RECORDS FOR THE TASK Block Start
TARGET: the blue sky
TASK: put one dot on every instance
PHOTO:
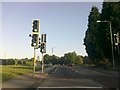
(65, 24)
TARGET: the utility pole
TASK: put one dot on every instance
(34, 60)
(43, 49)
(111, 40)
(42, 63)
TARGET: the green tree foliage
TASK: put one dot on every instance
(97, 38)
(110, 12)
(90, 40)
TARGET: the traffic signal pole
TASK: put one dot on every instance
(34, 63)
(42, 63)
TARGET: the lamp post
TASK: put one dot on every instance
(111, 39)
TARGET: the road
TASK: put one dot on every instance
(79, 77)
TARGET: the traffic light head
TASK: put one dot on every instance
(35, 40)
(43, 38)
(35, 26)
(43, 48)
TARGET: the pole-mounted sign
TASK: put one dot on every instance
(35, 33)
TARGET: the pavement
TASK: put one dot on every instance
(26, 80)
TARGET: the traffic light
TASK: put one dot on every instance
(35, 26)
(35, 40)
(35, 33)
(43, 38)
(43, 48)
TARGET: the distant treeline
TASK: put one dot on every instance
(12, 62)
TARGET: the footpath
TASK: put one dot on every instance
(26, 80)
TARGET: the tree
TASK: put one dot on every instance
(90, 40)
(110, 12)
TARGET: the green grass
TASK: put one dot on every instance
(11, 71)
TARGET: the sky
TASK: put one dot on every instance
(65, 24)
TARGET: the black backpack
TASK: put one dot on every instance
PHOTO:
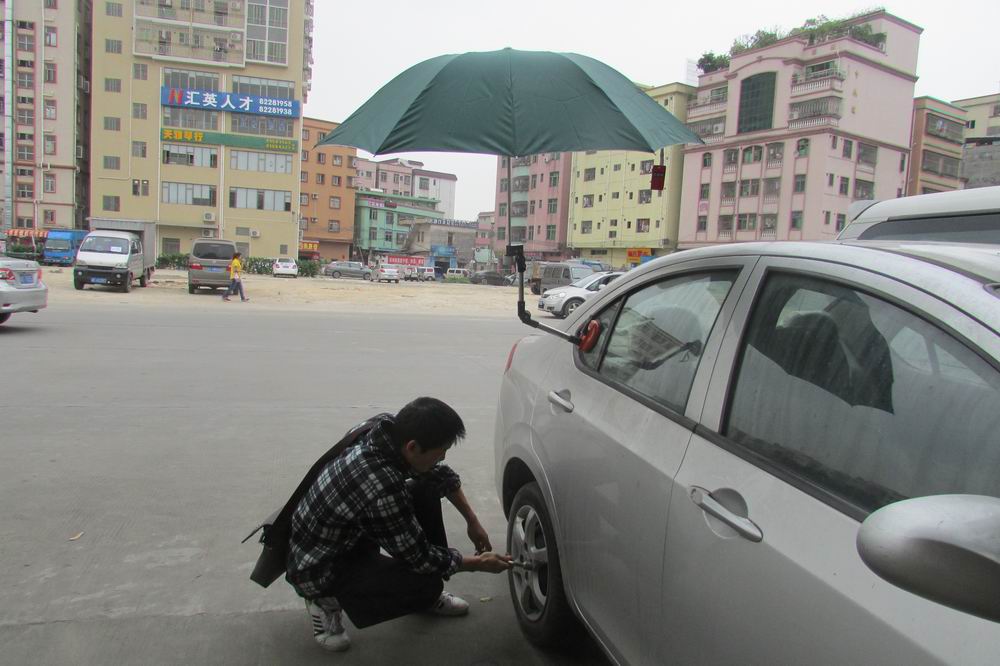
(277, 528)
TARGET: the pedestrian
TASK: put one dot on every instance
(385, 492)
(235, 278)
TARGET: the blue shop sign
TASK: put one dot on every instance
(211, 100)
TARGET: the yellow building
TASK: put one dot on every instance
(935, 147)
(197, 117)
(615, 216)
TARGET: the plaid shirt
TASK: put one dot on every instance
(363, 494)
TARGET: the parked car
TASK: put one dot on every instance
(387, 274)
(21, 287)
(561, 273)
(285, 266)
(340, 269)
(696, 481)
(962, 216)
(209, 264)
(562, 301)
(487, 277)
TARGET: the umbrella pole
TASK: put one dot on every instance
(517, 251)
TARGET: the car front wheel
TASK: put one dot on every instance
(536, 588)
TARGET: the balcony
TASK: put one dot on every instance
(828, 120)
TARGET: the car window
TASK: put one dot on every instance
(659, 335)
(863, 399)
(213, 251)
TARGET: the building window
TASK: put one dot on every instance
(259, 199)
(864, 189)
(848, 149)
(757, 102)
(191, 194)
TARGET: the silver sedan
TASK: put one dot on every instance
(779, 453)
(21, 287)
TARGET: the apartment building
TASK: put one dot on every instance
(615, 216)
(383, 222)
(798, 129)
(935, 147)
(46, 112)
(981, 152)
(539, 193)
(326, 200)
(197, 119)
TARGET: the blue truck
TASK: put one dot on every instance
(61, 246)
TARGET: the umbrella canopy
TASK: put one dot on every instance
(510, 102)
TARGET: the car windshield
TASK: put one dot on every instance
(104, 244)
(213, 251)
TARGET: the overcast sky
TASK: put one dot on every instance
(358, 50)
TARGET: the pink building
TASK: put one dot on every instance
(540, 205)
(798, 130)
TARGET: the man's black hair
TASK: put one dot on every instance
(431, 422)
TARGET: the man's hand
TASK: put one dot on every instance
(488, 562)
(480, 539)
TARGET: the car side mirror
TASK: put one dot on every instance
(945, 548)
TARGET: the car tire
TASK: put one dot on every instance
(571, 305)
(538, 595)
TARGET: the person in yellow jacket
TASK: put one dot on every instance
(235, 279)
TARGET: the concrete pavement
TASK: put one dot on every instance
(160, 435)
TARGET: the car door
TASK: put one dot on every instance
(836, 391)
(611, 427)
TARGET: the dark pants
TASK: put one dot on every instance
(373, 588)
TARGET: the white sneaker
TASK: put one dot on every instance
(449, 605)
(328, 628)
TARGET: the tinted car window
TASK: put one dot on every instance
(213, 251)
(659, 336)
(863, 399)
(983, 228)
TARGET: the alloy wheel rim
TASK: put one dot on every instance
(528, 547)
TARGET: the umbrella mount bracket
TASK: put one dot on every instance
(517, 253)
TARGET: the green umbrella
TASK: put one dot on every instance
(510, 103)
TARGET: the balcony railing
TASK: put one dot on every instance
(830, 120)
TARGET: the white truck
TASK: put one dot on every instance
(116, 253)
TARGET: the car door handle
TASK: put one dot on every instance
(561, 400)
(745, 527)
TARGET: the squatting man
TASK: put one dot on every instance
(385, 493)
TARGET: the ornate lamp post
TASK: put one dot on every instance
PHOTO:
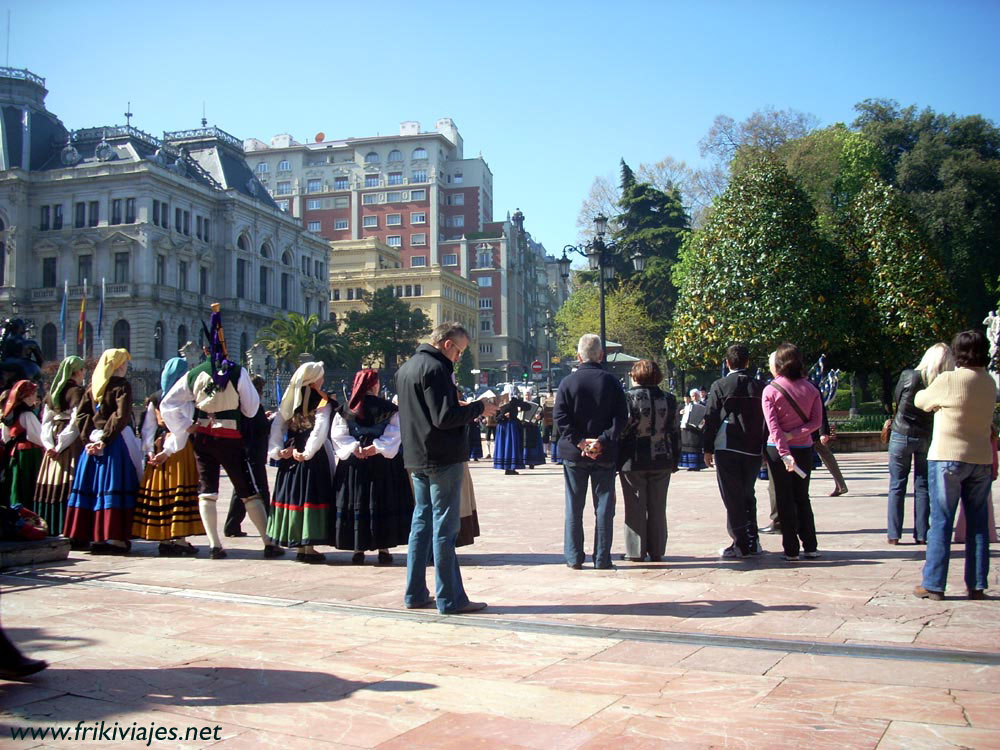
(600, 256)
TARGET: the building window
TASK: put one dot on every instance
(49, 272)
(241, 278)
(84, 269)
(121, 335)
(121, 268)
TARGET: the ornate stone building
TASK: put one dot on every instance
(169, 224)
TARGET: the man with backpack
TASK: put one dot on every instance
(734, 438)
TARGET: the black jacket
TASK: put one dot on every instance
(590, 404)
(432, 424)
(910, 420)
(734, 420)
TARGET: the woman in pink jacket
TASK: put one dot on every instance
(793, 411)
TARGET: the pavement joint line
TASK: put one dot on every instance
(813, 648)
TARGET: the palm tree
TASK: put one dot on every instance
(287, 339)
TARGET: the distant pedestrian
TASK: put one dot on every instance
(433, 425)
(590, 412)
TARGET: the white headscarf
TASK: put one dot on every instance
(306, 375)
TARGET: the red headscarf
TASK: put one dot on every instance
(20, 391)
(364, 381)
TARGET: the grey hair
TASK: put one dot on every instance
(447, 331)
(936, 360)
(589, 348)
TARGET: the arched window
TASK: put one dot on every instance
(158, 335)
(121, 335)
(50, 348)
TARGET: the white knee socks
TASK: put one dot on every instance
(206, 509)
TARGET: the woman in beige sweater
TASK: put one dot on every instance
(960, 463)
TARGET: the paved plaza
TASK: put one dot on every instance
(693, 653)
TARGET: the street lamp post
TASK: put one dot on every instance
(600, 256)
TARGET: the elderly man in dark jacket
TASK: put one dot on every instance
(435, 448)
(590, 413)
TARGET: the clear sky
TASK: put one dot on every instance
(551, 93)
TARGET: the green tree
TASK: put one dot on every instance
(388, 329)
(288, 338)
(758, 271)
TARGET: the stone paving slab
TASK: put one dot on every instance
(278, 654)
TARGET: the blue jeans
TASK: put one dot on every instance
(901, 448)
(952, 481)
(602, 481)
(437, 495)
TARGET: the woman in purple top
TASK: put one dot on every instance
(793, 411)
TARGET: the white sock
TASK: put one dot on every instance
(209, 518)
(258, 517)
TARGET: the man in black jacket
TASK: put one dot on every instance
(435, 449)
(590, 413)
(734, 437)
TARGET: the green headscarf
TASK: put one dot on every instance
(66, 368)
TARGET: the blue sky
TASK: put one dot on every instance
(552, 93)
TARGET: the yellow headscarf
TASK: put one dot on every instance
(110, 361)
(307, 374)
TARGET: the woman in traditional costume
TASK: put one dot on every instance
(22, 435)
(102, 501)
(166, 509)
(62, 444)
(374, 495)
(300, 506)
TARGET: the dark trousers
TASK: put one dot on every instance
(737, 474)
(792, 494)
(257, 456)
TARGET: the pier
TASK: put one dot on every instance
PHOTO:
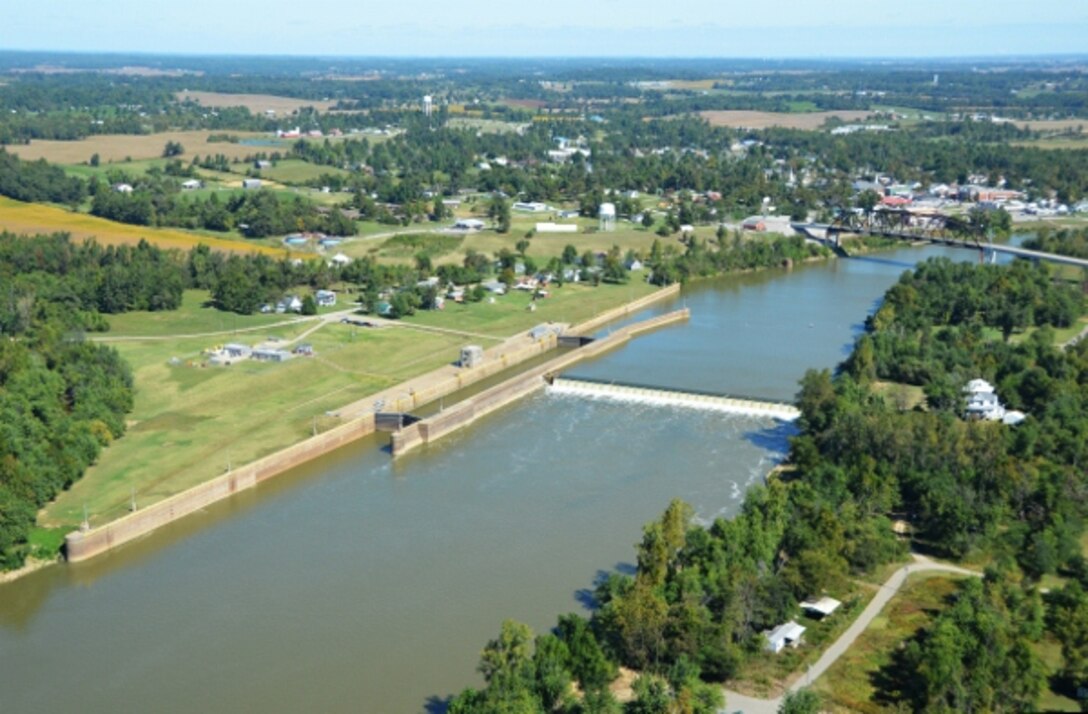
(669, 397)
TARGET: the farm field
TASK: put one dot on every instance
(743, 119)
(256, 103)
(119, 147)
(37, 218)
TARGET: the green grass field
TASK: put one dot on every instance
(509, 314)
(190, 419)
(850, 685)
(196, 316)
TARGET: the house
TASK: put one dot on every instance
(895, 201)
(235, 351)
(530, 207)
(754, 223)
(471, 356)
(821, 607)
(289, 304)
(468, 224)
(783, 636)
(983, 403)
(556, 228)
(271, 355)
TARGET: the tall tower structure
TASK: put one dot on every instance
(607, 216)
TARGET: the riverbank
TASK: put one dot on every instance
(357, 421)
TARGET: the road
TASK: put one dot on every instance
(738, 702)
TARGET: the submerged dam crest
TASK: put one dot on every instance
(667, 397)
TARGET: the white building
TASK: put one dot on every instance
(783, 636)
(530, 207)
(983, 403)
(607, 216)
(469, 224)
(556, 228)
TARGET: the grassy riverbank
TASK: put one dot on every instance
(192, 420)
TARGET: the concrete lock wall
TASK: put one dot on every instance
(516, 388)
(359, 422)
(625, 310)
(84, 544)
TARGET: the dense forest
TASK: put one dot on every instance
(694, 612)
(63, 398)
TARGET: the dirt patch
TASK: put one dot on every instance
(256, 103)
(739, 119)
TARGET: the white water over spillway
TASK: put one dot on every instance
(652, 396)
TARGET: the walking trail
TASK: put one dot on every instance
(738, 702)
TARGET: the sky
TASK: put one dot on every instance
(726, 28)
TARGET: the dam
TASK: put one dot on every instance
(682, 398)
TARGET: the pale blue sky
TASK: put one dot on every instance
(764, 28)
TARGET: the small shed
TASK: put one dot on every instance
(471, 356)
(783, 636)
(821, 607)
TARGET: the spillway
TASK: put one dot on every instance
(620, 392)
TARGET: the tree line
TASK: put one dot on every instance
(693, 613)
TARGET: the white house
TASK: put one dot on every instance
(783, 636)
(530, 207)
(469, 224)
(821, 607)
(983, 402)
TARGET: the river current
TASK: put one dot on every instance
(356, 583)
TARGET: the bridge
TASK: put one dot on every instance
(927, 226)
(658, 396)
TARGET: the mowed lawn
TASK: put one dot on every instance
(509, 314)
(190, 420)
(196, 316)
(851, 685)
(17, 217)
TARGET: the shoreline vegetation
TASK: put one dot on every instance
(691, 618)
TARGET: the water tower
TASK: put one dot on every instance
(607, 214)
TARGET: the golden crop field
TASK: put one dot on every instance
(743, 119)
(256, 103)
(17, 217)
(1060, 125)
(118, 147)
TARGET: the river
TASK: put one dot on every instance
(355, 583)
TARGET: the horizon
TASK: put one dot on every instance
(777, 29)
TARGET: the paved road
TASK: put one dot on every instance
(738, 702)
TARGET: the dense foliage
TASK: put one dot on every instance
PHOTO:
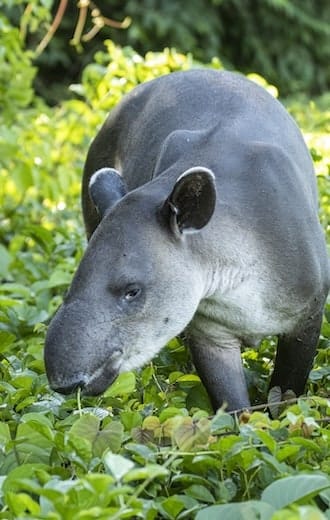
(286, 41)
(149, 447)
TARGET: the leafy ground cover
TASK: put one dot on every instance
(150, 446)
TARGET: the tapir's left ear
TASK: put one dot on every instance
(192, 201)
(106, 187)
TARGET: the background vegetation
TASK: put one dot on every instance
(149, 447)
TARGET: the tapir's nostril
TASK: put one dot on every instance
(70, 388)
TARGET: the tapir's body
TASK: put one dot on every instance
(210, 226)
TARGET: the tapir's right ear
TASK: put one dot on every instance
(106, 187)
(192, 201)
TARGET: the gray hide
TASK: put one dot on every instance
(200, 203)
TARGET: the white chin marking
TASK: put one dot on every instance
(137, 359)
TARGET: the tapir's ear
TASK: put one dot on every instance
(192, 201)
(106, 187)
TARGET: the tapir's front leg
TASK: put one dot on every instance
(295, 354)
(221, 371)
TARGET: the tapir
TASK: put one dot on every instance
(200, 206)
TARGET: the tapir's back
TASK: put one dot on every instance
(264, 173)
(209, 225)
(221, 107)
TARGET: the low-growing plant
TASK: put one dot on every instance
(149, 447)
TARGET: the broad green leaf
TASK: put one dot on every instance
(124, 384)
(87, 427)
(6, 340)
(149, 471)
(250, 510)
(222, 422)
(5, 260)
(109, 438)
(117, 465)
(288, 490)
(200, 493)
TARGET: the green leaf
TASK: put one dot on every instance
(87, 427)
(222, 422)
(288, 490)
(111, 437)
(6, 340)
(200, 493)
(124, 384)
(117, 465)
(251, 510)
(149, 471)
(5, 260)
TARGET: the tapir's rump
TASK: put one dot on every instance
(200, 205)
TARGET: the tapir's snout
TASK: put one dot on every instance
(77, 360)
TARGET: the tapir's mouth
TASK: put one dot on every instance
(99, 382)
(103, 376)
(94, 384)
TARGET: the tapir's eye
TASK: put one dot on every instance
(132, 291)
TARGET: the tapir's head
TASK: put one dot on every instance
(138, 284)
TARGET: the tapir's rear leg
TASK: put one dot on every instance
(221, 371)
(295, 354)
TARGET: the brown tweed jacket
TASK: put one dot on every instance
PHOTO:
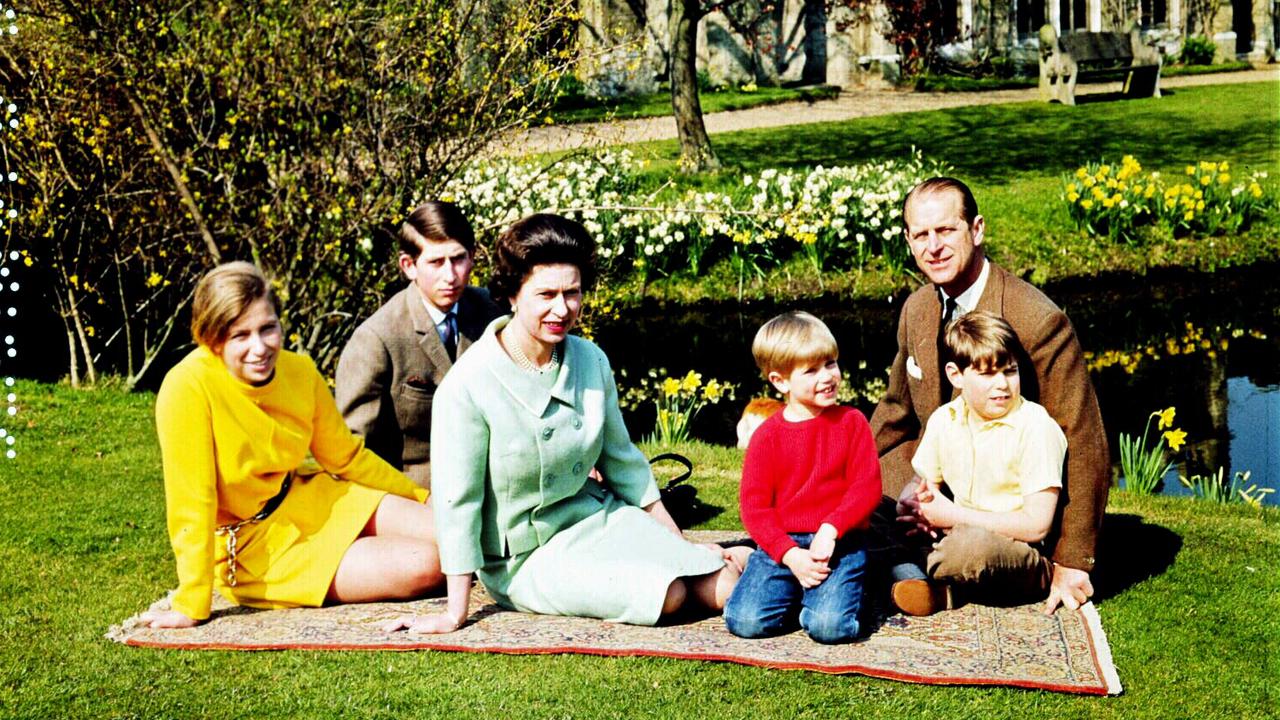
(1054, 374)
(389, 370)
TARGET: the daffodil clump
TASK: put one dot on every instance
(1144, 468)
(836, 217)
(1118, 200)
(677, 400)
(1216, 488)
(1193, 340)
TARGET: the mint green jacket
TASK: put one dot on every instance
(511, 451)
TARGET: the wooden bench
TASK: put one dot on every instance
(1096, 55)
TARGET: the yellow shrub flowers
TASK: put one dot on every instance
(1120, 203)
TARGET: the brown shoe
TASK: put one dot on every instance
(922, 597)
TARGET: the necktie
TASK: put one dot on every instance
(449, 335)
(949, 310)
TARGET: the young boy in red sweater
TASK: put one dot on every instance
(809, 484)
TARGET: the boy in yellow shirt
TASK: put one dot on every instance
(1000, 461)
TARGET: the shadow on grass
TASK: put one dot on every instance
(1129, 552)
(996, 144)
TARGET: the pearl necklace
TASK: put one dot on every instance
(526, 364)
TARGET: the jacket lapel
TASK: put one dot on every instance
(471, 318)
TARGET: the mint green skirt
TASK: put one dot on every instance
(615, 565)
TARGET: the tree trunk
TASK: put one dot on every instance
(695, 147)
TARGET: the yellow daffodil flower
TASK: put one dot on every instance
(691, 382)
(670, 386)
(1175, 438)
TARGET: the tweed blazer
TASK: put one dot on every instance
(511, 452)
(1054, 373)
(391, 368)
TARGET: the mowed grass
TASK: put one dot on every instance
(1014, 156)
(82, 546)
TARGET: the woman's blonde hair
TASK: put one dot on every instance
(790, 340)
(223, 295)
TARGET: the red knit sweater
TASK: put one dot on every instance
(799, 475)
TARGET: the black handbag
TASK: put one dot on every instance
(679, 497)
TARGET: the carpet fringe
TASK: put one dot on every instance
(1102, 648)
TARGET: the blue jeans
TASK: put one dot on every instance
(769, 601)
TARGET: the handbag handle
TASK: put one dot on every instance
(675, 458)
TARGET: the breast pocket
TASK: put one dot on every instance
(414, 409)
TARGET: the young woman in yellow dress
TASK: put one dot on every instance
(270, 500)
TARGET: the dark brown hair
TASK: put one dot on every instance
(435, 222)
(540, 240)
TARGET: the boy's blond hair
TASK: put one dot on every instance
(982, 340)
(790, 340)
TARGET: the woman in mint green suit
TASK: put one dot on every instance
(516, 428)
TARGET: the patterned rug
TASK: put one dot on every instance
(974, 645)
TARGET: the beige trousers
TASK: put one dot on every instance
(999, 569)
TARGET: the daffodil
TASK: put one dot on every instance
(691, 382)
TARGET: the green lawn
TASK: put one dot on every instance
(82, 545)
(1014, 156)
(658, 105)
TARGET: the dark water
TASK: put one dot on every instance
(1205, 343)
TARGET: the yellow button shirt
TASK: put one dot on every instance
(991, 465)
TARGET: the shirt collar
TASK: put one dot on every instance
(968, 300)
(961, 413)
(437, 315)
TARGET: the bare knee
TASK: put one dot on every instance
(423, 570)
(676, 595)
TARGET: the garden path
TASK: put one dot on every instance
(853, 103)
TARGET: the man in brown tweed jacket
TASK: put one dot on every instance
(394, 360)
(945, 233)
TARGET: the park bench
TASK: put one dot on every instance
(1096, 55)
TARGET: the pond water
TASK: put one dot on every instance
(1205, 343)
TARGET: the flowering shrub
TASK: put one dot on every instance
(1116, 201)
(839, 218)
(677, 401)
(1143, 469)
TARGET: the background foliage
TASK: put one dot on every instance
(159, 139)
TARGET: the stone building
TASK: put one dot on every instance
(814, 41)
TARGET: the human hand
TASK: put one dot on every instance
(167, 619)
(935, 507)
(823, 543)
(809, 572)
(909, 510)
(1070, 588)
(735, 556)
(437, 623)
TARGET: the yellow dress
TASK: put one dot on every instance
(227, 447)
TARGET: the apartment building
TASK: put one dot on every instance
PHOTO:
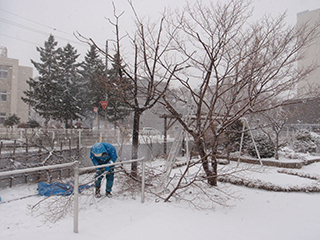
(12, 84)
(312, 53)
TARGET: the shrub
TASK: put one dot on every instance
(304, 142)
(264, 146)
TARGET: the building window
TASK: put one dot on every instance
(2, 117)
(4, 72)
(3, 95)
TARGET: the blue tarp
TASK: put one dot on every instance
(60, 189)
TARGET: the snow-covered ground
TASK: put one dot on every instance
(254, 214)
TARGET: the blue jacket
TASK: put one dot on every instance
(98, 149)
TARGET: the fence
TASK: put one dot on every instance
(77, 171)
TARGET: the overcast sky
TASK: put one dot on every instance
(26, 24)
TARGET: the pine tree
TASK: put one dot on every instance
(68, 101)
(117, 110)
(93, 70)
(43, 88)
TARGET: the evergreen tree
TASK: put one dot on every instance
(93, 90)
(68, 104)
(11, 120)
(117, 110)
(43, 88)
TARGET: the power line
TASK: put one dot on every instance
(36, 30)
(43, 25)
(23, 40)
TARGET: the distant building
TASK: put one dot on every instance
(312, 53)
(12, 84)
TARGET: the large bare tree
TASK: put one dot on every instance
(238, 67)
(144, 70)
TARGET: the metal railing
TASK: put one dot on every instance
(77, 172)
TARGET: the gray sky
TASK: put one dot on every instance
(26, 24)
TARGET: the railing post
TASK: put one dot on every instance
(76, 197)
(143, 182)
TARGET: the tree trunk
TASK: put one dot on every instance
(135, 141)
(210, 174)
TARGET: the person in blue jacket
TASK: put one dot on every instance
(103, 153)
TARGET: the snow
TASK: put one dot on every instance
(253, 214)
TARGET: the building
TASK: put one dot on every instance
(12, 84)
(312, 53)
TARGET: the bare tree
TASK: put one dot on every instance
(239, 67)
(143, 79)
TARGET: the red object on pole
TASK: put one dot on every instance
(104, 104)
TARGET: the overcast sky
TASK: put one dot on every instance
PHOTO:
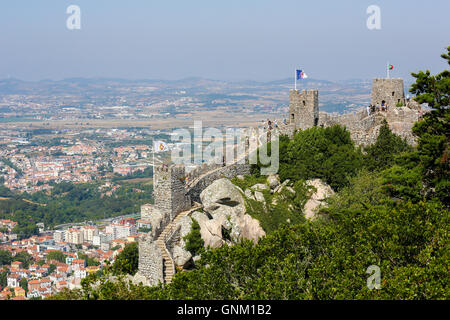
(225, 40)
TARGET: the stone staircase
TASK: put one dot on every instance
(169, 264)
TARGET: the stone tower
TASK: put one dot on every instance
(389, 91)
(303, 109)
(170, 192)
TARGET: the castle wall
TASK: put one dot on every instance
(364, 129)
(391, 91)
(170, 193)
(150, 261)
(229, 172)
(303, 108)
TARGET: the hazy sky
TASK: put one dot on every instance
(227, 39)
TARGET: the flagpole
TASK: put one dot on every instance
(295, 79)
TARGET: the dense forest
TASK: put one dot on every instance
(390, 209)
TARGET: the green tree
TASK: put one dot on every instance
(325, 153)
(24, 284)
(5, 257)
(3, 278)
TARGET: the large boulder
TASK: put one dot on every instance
RECORDS FOR THE TASK Block End
* **EXERCISE REQUIREMENTS**:
Across all the entries above, how many lines have the word "daffodil" in them? Only the number, please.

* **WRITTEN SOLUTION**:
3